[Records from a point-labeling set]
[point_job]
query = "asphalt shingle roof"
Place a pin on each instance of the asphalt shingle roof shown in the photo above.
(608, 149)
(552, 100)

▶ _Aim of the exercise_
Lay out every line of the listing above as a JSON list of strings, with one string per line and no blank lines.

▶ _Result for this exercise_
[
  "[point_job]",
  "query = \"asphalt shingle roof\"",
  "Place a pin on each instance of the asphalt shingle roof shown in the photo above.",
  "(608, 149)",
  "(552, 100)"
]